→ Provided information

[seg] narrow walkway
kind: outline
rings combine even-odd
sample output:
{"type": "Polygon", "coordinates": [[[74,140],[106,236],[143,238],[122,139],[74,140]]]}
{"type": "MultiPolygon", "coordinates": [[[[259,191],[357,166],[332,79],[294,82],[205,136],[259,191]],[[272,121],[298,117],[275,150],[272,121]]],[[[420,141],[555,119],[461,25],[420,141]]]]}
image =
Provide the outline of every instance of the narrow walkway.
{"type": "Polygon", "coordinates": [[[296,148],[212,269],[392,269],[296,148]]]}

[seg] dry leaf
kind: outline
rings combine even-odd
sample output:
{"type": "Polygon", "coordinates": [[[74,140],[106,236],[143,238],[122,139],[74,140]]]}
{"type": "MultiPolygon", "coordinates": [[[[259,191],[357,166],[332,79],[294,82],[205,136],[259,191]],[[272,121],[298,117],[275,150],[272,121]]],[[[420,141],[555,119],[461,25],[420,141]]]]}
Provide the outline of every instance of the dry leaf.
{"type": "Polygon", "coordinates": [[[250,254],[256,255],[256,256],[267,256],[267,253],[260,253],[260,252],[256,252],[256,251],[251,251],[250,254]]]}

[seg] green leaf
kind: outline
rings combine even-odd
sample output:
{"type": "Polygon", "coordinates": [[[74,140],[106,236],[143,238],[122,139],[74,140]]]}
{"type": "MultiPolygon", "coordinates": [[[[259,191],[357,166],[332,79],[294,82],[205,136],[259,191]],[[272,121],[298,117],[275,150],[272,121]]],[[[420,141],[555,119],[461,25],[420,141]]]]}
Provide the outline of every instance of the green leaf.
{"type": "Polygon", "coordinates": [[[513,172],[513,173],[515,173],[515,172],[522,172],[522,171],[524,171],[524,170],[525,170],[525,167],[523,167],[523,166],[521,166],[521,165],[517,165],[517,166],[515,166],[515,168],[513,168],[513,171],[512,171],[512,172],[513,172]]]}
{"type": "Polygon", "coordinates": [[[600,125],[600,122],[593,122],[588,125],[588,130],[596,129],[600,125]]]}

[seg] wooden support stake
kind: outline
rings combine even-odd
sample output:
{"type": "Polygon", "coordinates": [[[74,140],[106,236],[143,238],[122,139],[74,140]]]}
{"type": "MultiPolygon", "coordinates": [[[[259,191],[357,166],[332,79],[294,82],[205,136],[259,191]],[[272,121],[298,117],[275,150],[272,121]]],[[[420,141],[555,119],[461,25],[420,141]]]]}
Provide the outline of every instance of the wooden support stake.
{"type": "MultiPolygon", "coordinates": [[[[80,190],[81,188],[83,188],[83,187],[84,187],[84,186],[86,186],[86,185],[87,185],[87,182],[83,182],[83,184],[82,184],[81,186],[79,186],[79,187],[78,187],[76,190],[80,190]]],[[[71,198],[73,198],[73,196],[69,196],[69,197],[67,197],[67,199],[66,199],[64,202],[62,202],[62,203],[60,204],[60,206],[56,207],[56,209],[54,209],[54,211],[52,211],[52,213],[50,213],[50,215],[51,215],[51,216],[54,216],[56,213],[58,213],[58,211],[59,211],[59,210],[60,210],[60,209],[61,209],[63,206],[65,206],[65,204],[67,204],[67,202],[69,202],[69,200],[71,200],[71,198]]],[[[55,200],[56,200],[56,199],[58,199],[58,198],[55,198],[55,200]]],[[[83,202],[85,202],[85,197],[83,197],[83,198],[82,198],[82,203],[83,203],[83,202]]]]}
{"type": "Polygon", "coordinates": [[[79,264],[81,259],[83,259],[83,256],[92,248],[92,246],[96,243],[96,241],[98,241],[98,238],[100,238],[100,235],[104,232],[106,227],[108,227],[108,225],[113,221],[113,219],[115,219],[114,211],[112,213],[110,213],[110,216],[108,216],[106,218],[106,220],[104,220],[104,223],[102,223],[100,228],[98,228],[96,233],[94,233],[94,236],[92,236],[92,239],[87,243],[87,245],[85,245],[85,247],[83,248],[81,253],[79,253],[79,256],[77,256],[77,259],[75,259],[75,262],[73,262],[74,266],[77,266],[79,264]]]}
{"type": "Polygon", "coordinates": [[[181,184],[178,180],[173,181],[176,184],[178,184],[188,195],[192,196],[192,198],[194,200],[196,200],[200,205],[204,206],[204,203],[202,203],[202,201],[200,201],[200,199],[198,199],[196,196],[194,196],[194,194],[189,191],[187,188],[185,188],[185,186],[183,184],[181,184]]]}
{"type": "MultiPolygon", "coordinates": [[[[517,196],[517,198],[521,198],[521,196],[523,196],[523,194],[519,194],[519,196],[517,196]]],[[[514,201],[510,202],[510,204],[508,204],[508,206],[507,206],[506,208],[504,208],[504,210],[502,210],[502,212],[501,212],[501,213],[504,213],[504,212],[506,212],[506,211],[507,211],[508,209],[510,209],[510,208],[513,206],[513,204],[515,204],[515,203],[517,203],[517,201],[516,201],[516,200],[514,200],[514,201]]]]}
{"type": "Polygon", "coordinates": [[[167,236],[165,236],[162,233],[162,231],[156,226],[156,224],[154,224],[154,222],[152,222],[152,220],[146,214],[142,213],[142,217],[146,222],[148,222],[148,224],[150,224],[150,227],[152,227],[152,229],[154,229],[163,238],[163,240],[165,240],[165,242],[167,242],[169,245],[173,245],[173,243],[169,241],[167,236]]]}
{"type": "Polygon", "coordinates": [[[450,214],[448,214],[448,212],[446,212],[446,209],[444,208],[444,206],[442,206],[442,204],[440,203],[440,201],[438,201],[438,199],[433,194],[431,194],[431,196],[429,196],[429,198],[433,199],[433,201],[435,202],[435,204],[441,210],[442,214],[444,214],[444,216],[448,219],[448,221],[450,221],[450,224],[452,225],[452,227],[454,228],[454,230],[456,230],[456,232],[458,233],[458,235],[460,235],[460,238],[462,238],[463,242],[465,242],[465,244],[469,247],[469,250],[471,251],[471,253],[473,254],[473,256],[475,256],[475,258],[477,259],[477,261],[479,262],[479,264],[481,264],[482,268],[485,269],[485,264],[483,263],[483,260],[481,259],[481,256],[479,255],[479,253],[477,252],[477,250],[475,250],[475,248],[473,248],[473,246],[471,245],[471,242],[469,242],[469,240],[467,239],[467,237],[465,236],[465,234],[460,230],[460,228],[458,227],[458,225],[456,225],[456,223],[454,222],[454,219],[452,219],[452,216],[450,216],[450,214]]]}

→ Task requirements
All entries shown above should be printed again exactly.

→ Solution for this exercise
[seg] narrow walkway
kind: outline
rings combine even-odd
sample output:
{"type": "Polygon", "coordinates": [[[74,140],[106,236],[143,238],[122,139],[74,140]]]}
{"type": "MultiPolygon", "coordinates": [[[[259,191],[357,166],[332,79],[294,82],[205,136],[259,191]],[[272,121],[298,117],[275,150],[272,121]]],[[[420,141],[555,119],[461,25],[420,141]]]]}
image =
Provide the outline of every instance of the narrow walkway.
{"type": "Polygon", "coordinates": [[[296,148],[212,269],[392,269],[296,148]]]}

[seg] dry leaf
kind: outline
rings combine even-odd
sample output:
{"type": "Polygon", "coordinates": [[[74,140],[106,236],[143,238],[122,139],[74,140]]]}
{"type": "MultiPolygon", "coordinates": [[[[259,191],[357,166],[332,79],[294,82],[205,136],[259,191]],[[272,121],[298,117],[275,150],[272,121]]],[[[420,141],[555,119],[461,25],[420,141]]]]}
Provide the outline of every instance of the dry leaf.
{"type": "Polygon", "coordinates": [[[250,254],[256,255],[256,256],[267,256],[267,253],[260,253],[260,252],[256,252],[256,251],[251,251],[250,254]]]}

[seg] green leaf
kind: outline
rings combine even-odd
sample output:
{"type": "Polygon", "coordinates": [[[74,140],[106,236],[143,238],[122,139],[74,140]]]}
{"type": "MultiPolygon", "coordinates": [[[[259,191],[357,166],[332,79],[294,82],[205,136],[259,191]],[[272,121],[298,117],[275,150],[272,121]]],[[[420,141],[555,119],[461,25],[420,141]]]]}
Provide the outline of every instance of the green leaf.
{"type": "Polygon", "coordinates": [[[513,172],[513,173],[515,173],[515,172],[522,172],[522,171],[524,171],[524,170],[525,170],[525,167],[523,167],[523,166],[521,166],[521,165],[517,165],[517,166],[515,166],[515,168],[513,168],[513,171],[512,171],[512,172],[513,172]]]}
{"type": "Polygon", "coordinates": [[[600,125],[600,122],[593,122],[588,125],[588,130],[596,129],[600,125]]]}

[seg] wooden support stake
kind: outline
rings combine even-odd
sample output:
{"type": "Polygon", "coordinates": [[[74,140],[106,236],[143,238],[122,139],[74,140]]]}
{"type": "MultiPolygon", "coordinates": [[[[259,191],[357,166],[332,79],[294,82],[205,136],[259,191]],[[272,121],[298,117],[275,150],[272,121]]],[[[420,141],[555,119],[461,25],[420,141]]]]}
Provide the outline of every instance of the wooden support stake.
{"type": "MultiPolygon", "coordinates": [[[[80,190],[81,188],[83,188],[83,187],[84,187],[84,186],[86,186],[86,185],[87,185],[87,182],[83,182],[83,184],[82,184],[81,186],[79,186],[79,187],[78,187],[76,190],[80,190]]],[[[71,198],[73,198],[73,196],[69,196],[69,197],[67,197],[67,199],[66,199],[64,202],[62,202],[62,203],[60,204],[60,206],[56,207],[56,209],[54,209],[54,211],[52,211],[52,213],[50,213],[50,215],[51,215],[51,216],[54,216],[56,213],[58,213],[58,211],[59,211],[59,210],[60,210],[60,209],[61,209],[63,206],[65,206],[65,204],[67,204],[67,202],[69,202],[69,200],[71,200],[71,198]]],[[[55,200],[56,200],[56,199],[58,199],[58,198],[55,198],[55,200]]],[[[83,202],[85,202],[85,197],[83,197],[83,198],[82,198],[82,203],[83,203],[83,202]]]]}
{"type": "Polygon", "coordinates": [[[79,264],[81,259],[83,259],[83,256],[92,248],[92,246],[96,243],[96,241],[98,241],[98,238],[100,238],[100,235],[104,232],[106,227],[108,227],[108,225],[113,221],[113,219],[115,219],[114,211],[112,213],[110,213],[110,216],[108,216],[106,218],[106,220],[104,220],[104,223],[102,223],[100,228],[98,228],[96,233],[94,233],[94,236],[92,236],[92,239],[87,243],[87,245],[85,245],[85,247],[83,248],[81,253],[79,253],[79,256],[77,256],[77,259],[75,259],[75,262],[73,262],[74,266],[77,266],[79,264]]]}
{"type": "Polygon", "coordinates": [[[181,184],[178,180],[173,181],[176,184],[178,184],[188,195],[192,196],[192,198],[194,200],[196,200],[200,205],[204,206],[204,203],[202,203],[202,201],[200,201],[200,199],[198,199],[196,196],[194,196],[194,194],[189,191],[187,188],[185,188],[185,186],[183,184],[181,184]]]}
{"type": "MultiPolygon", "coordinates": [[[[517,196],[517,198],[521,198],[521,196],[523,196],[523,194],[519,194],[519,196],[517,196]]],[[[514,201],[510,202],[510,204],[508,204],[508,206],[507,206],[506,208],[504,208],[504,210],[502,210],[502,212],[501,212],[501,213],[504,213],[504,212],[506,212],[506,211],[507,211],[508,209],[510,209],[510,208],[513,206],[513,204],[515,204],[515,203],[517,203],[517,201],[516,201],[516,200],[514,200],[514,201]]]]}
{"type": "Polygon", "coordinates": [[[167,236],[165,236],[162,233],[162,231],[156,226],[156,224],[154,224],[154,222],[152,222],[152,220],[146,214],[142,213],[142,217],[146,222],[148,222],[148,224],[150,224],[150,227],[152,227],[152,229],[154,229],[163,238],[163,240],[165,240],[165,242],[167,242],[169,245],[173,245],[173,243],[169,241],[167,236]]]}
{"type": "Polygon", "coordinates": [[[450,214],[448,214],[448,212],[446,212],[446,209],[444,208],[444,206],[442,206],[442,204],[440,203],[440,201],[438,201],[438,199],[433,194],[431,194],[431,196],[429,196],[429,198],[433,199],[433,201],[435,202],[435,204],[441,210],[442,214],[444,214],[444,216],[448,219],[448,221],[450,221],[450,224],[452,225],[452,227],[454,228],[454,230],[456,230],[456,232],[458,233],[458,235],[460,235],[460,238],[462,238],[463,242],[465,242],[465,244],[469,247],[469,250],[471,251],[471,253],[473,254],[473,256],[475,256],[475,258],[477,259],[477,261],[479,262],[479,264],[481,264],[482,268],[485,269],[485,264],[483,263],[483,260],[481,259],[481,256],[479,255],[479,253],[477,252],[477,250],[475,250],[475,248],[473,248],[473,246],[471,245],[471,242],[469,242],[469,240],[467,239],[467,237],[465,236],[465,234],[460,230],[460,228],[458,227],[458,225],[456,225],[456,223],[454,222],[454,219],[452,219],[452,216],[450,216],[450,214]]]}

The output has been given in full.